--- Request ---
Make an exact transcription of the material, leaving out all images.

--- Rows ---
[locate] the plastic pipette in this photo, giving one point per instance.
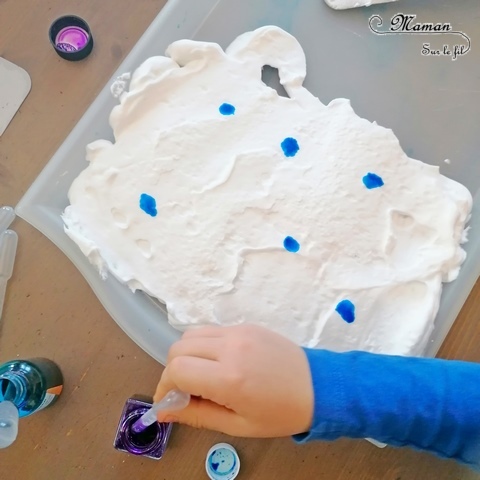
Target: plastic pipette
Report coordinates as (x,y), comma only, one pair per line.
(8,249)
(7,215)
(173,400)
(8,423)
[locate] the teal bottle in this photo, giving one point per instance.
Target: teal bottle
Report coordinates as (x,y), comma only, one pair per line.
(30,385)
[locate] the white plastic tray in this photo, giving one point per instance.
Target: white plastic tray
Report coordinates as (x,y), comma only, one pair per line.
(432,104)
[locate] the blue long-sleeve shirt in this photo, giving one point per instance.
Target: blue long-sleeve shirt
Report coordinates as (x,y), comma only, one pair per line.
(428,404)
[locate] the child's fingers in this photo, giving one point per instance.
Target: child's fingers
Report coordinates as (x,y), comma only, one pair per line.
(202,413)
(197,376)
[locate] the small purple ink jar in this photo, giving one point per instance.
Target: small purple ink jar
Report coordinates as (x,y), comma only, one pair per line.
(150,443)
(71,37)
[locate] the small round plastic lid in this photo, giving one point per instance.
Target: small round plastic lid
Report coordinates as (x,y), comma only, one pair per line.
(71,37)
(8,424)
(222,463)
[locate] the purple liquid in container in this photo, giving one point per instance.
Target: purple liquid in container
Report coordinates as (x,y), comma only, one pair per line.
(71,39)
(151,442)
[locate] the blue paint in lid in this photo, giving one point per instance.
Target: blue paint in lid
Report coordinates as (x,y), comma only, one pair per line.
(290,147)
(222,462)
(227,109)
(291,245)
(148,204)
(372,180)
(346,309)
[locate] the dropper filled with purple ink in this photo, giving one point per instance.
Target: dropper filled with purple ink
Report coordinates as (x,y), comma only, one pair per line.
(173,400)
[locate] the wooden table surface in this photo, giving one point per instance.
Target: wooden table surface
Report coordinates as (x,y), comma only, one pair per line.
(50,310)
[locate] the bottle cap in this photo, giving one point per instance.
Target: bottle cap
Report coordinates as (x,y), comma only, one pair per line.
(8,424)
(222,463)
(71,37)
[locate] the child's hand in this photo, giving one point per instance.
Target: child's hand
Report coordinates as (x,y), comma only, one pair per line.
(244,381)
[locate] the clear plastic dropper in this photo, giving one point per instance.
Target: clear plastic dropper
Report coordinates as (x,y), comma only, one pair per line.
(173,400)
(8,249)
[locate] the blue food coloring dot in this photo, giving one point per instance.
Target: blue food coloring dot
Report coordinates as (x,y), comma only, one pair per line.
(346,309)
(223,463)
(371,180)
(226,109)
(290,147)
(291,245)
(148,204)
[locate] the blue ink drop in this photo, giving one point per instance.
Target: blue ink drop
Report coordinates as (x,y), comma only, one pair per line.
(290,147)
(346,309)
(148,204)
(370,180)
(291,245)
(226,109)
(221,463)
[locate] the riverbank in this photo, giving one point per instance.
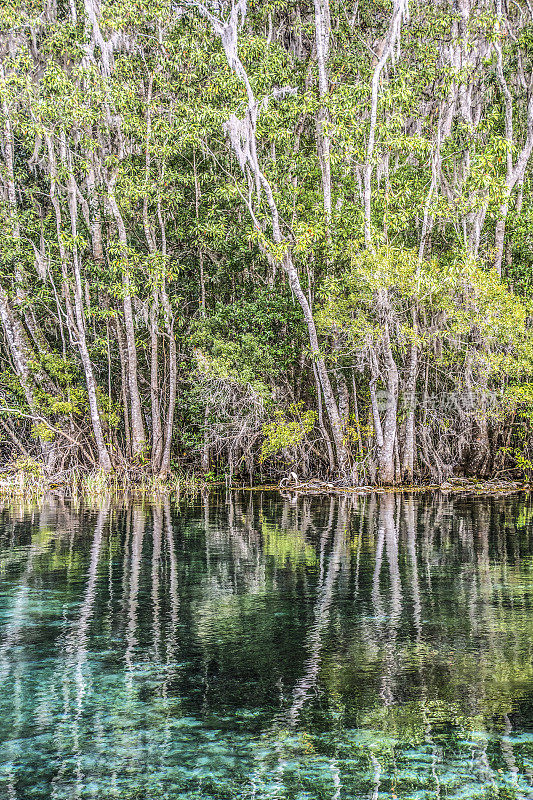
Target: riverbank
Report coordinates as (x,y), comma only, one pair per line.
(29,480)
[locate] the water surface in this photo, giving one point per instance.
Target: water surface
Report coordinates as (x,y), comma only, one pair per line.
(249,646)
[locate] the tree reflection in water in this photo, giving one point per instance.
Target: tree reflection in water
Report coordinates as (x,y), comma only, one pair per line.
(247,645)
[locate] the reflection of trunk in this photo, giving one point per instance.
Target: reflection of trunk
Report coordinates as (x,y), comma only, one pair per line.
(156,564)
(321,617)
(157,432)
(173,593)
(410,525)
(136,554)
(388,524)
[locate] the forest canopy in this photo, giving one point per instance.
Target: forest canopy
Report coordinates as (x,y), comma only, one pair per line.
(244,239)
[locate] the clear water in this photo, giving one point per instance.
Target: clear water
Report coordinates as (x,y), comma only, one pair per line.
(247,646)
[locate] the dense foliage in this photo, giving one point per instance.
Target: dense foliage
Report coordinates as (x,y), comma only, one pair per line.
(291,236)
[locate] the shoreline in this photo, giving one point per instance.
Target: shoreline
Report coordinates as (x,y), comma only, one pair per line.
(19,484)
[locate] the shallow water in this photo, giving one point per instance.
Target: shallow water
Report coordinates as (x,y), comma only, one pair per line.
(247,646)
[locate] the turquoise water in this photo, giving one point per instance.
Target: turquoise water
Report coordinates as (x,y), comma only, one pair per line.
(250,646)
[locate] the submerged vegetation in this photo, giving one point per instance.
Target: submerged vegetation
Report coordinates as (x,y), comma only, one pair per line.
(243,240)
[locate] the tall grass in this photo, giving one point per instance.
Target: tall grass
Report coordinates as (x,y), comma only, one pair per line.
(26,479)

--- Task output ---
[locate] the plastic pipette in this photo, giving one point per instance.
Target: plastic pipette
Report coordinates as (x,y), comma only, one pair per line.
(8,249)
(7,215)
(173,400)
(8,423)
[locate] the teal bottle in this photo, giving one point per instance.
Target: teal bottle
Report coordinates as (x,y), comma only, one pair per line.
(30,385)
[locate] the white plastic tray in this photo, giving one point per instance.
Target: white plastic tray
Report coordinates as (x,y), comma only, one pair per line.
(432,104)
[locate] the blue long-sleeve shirt in this photo, giving one point per instance.
Target: blue long-sleeve shirt
Report coordinates as (x,y), comma only, one pair per line.
(428,404)
[locate] the child's fingers in this photo, giving one point per instance.
Target: child's fingers
Report coordinates as (x,y), comma only, one pair per line.
(202,413)
(197,376)
[locate] the small purple ink jar in this photo, giving one point per instance.
Target: small purple ink jar
Report coordinates as (x,y), comma only, one pair per line.
(150,443)
(71,37)
[locate] the small round plastic lid in this photo, giving one point per instance.
Target: small round plastic lid
Report coordinates as (x,y), comma only, one pair per line.
(71,37)
(8,424)
(222,463)
[locate] the purple liquid in container in this photo, giving one point per instance.
Target: purple liquid in container
Report coordinates as (x,y), comma only, one pair per line.
(71,39)
(151,442)
[locate] the blue paint in lid in this photo, giving one point per instance.
Target: blue paint in lid
Report coordinates as (x,y), comma only, one pair per line.
(290,147)
(222,462)
(227,109)
(291,245)
(148,204)
(372,180)
(346,309)
[locate] the dropper filled with purple ink in this photo, giving one point per instance.
Target: dropper filled with purple ink
Report coordinates as (x,y), comma only, one pair per line.
(173,400)
[locate] the wooden table surface in this photo, giving one point per instance.
Target: wooden table surface
Report coordinates as (x,y), comma only, one pair per line.
(50,310)
[locate] the bottle cap in this photo, giving one point per instance.
Target: bottle cap
Report coordinates as (x,y), comma only, one pair per line.
(8,424)
(222,463)
(71,37)
[locate] the child's hand in this photo, giving one point per instance.
Target: child's hand
Report coordinates as (x,y), comma only, one pair per line.
(244,381)
[locate] the clear plastic dropper in this photo, giving one point per instance.
Target: clear plastic dropper
Report coordinates as (x,y), comma only, one pair per line.
(173,400)
(8,249)
[locate] the blue food coloring dot in this photo, giving one point per instance.
Target: blue food coloring dot
Report coordinates as (x,y), comma only, one pair per line.
(346,309)
(223,463)
(371,180)
(226,109)
(290,147)
(291,245)
(148,204)
[locate] the blue ink drop in this photo, giving one point per instance.
Target: blue ink drop
Report coordinates as (x,y), comma only, one pair per line.
(290,147)
(346,309)
(148,204)
(370,180)
(291,245)
(226,109)
(221,463)
[locate] the riverbank in this photo, giving one point per instance.
Target: riverbank
Report coordinates as (x,y), comma only, one pair per line.
(29,480)
[locate] the water surface in this photo, giving one point per instance.
Target: water surface
Report coordinates as (x,y), comma only, one pair per line.
(249,646)
[locate] the tree reflection in water in this photo, giving one point per instance.
Target: tree reflection in water
Report coordinates as (x,y), comma only, one pair per line.
(247,645)
[locate] the reflection of trunk in this photo, giving one point per instance.
Target: reflection of trunk
Report coordinates as (x,y), comma only, one pair per line.
(156,564)
(321,617)
(157,432)
(173,593)
(410,525)
(136,554)
(388,524)
[locate] the forest canopy in this photo, giving one point per instance.
Target: forest canopy
Report coordinates as (x,y), comma only, one pair per line.
(244,239)
[locate] the clear water in this photo, giving one point per instance.
Target: clear water
Report coordinates as (x,y), comma only, one pair per line.
(247,646)
[locate] the dense foliage in this photo, giving one point per instance.
Target: dense foliage
Report coordinates as (x,y), comma only, one pair per line.
(291,236)
[locate] the shoreline in this photo, giving one point per instance.
Target: shoreline
Report coordinates as (x,y), comma only, one pair per line.
(19,484)
[locate] the shallow water in this photo, giving one point per instance.
Target: shallow water
Report coordinates as (x,y), comma only, one pair per line.
(247,646)
[locate] the turquoise water in this photo, giving one point per instance.
Target: turquoise water
Report coordinates as (x,y), comma only, one pair per line.
(250,646)
[locate] the submerged vegetation in this photo, giving one point per instance.
Target: submerged vegetation
Report coordinates as (x,y), comma only, one pair per line.
(243,240)
[locate] the tall grass in this photo, giving one point per instance.
Target: tall grass
Report coordinates as (x,y), comma only, one pair per line.
(26,479)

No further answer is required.